• _DOCUMENT SEGMENT_:
- - -
- Location of Bieh in South Sudan
- Country: South Sudan
- Counties: 2 Nyirol; Uror;
- Capital: Waat

Area
- • Total: 19,279 km^{2} (7,444 sq mi)

Population (2008 census)
- • Total: 287,193
- • Density: 14.897/km^{2} (38.582/sq mi)
- Time zone: UTC+3
- • Summer (DST): not observed

= Bieh State =

State of South Sudan from 2015 to 2020

Bieh State (previously named Eastern Bieh State) was a state in South Sudan that existed between 2 October 2015 and 22 February 2020. It was located in the Greater Upper Nile region and it bordered Fangak to the west, Central Upper Nile to the north, Latjoor and Akobo to the east, and Jonglei to the south.
- - -
• _GIVEN INFORMATION_:
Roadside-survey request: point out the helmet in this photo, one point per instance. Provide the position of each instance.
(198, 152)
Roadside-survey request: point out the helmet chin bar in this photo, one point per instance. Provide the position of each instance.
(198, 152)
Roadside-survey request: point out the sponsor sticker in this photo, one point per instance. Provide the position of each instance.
- - -
• _PROBLEM TO WORK ON_:
According to the text on Bieh State, which state bordered Bieh State to the south?

• _PROBLEM SOLUTION_:
Jonglei